== The exercise ==
Reproduce each of the rows below verbatim, keeping every line unchanged.

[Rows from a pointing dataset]
..............................
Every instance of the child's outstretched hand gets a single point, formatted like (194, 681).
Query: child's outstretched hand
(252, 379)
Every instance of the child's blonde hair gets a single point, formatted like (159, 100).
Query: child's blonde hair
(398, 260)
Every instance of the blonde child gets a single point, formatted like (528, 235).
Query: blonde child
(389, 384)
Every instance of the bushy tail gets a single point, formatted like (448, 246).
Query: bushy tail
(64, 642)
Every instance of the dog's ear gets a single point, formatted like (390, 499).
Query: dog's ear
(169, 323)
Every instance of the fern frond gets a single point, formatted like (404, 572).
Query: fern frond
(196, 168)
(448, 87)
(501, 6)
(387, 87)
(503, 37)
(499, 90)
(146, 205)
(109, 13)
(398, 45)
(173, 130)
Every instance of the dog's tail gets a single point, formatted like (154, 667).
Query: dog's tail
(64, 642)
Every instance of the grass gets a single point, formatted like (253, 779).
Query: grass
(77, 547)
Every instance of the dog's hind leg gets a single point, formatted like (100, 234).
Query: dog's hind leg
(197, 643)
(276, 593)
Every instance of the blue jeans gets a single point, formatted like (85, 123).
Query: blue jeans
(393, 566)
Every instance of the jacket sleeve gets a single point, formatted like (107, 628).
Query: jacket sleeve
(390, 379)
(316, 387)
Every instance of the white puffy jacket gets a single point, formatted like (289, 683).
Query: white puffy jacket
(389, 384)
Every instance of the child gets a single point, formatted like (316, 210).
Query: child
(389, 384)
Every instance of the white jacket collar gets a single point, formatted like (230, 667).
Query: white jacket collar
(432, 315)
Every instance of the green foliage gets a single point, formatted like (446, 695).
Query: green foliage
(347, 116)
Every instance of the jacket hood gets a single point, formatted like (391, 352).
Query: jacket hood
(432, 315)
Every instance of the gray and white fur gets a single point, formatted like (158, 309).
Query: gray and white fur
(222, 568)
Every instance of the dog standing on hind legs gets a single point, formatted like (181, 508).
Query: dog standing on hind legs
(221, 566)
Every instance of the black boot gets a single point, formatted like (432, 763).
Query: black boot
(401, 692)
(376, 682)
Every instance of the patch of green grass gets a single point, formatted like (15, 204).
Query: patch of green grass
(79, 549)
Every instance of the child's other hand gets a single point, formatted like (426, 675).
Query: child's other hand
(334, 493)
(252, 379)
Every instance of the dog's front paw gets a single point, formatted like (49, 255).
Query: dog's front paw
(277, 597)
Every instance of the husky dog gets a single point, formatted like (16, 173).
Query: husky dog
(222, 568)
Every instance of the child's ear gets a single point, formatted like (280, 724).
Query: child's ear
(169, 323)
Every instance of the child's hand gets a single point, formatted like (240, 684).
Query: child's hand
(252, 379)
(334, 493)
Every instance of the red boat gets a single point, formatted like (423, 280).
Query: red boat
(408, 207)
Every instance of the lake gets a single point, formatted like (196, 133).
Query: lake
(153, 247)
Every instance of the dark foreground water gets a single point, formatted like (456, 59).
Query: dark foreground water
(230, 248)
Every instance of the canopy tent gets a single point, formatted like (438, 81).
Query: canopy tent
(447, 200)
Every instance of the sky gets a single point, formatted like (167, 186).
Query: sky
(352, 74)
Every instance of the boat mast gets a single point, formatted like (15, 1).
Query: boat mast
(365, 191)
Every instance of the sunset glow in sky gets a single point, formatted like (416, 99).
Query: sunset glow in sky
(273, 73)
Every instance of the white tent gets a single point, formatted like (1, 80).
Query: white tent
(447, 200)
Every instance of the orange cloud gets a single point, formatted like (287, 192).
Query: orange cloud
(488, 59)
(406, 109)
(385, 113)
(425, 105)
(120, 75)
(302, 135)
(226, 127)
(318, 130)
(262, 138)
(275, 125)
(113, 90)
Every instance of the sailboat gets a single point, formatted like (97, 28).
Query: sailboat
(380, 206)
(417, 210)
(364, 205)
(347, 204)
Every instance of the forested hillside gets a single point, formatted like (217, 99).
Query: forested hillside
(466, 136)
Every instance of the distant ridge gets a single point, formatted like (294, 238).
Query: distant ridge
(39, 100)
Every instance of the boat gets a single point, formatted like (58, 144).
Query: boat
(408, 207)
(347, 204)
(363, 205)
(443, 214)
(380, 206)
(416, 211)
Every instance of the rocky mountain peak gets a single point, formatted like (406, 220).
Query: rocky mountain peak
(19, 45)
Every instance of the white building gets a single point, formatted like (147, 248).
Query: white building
..............................
== Output of the exercise ==
Every instance of the child's outstretched hand gets a single point, formatted like (194, 681).
Query: child's outstretched hand
(252, 379)
Every instance of the child's blonde hair gets a single point, formatted like (159, 100).
Query: child's blonde hair
(398, 260)
Every instance of the blonde child gets a single point, formatted like (528, 235).
Query: blonde child
(389, 384)
Every instance of the bushy tail gets a single point, formatted like (448, 246).
Query: bushy tail
(64, 642)
Every instance of the dog's ear gets a single point, formatted like (390, 499).
Query: dog's ear
(169, 323)
Every instance of the fern frond gets a single point, formatted like (404, 572).
Query: fern frond
(196, 168)
(448, 87)
(501, 6)
(387, 87)
(503, 37)
(499, 90)
(146, 205)
(109, 13)
(398, 45)
(173, 130)
Every instance of the dog's tail gets a single point, formatted like (154, 667).
Query: dog's tail
(64, 642)
Every instance of the grass gets a single point, formatted like (253, 779).
Query: grass
(77, 547)
Every instance of the dog's hind leg gets a single point, formatted like (100, 234).
Query: dog's hind leg
(197, 643)
(276, 593)
Every instance of the blue jeans gets a single point, formatted like (85, 123).
Query: blue jeans
(393, 566)
Every instance of the jacket sleeve gets a single point, formatted like (107, 628).
Query: jacket sleeve
(390, 379)
(316, 387)
Every instance of the white puffy jacket gets a single point, formatted like (289, 683).
Query: white puffy jacket
(389, 384)
Every instance of the child gets a single point, formatted like (316, 210).
Query: child
(389, 384)
Every instance of the white jacket collar gets a single point, formatted like (230, 667).
Query: white jacket collar
(432, 315)
Every instance of the green foliage gets a single point, formatted like (446, 695).
Query: green foliage
(347, 116)
Every instance of the jacket hood gets a single point, formatted like (391, 352).
Query: jacket hood
(432, 315)
Every instance of the gray and white fur gets a single point, formatted like (158, 309).
Query: gray and white fur
(222, 568)
Every instance of the dog standing on hind legs gets a single point, formatted like (181, 508).
Query: dog standing on hind legs
(221, 566)
Every instance of the black boot gets a single point, formatted like (432, 763).
Query: black boot
(401, 692)
(376, 682)
Every instance of the patch of green grass gets a single point, formatted like (15, 204).
Query: patch of green grass
(79, 549)
Every instance of the child's other hand gets a single point, formatted like (426, 675).
Query: child's other hand
(334, 493)
(252, 379)
Every instance of the dog's front paw gets a single point, formatted like (49, 255).
Query: dog's front paw
(277, 597)
Every instance of the husky dog gets a single point, formatted like (16, 173).
Query: husky dog
(222, 568)
Every instance of the child's ear gets a single point, formatted like (280, 724).
Query: child's ear
(169, 323)
Every instance of the child's hand gets a single point, formatted like (240, 684).
Query: child's hand
(252, 379)
(334, 493)
Every instance of the red boat gets a single point, formatted like (423, 280).
Query: red boat
(408, 207)
Every instance of the lake gets a single point, formatted like (196, 133).
Query: lake
(153, 247)
Every instance of the dark foreground water gets a single point, formatted like (456, 59).
Query: dark foreground water
(230, 248)
Every instance of the canopy tent gets a single point, formatted like (438, 81).
Query: canopy tent
(447, 200)
Every instance of the sky gets a single point, formatted like (167, 186).
Query: sky
(352, 74)
Every instance of the boat mast gets a single point, formatted like (15, 1).
Query: boat mast
(365, 191)
Every instance of the sunset glow in sky gets a single point, formatted like (416, 99).
Query: sunset glow in sky
(273, 73)
Every instance of the white tent gets a single point, formatted like (1, 80).
Query: white tent
(447, 200)
Every instance of the orange cloud gets a single point, formatted like (287, 192).
Query: orange cloud
(488, 59)
(406, 109)
(385, 113)
(425, 105)
(120, 75)
(302, 135)
(226, 127)
(318, 130)
(262, 138)
(275, 125)
(113, 90)
Every instance of the sailboat gets a single point, formatted like (97, 28).
Query: sailboat
(380, 206)
(417, 210)
(364, 205)
(347, 204)
Every instance of the forested hillside gets a single point, formatted like (217, 99).
Query: forested hillside
(466, 136)
Every instance of the distant ridge gets a single point, formatted like (294, 238).
Query: distant ridge
(39, 100)
Every instance of the boat gets a single point, formatted like (58, 144).
Query: boat
(408, 207)
(347, 204)
(363, 205)
(443, 214)
(380, 206)
(416, 211)
Every instance of the rocky mountain peak gets a single point, formatted like (406, 220).
Query: rocky mountain peak
(19, 45)
Every instance of the white building gets a single point, formatted like (147, 248).
Query: white building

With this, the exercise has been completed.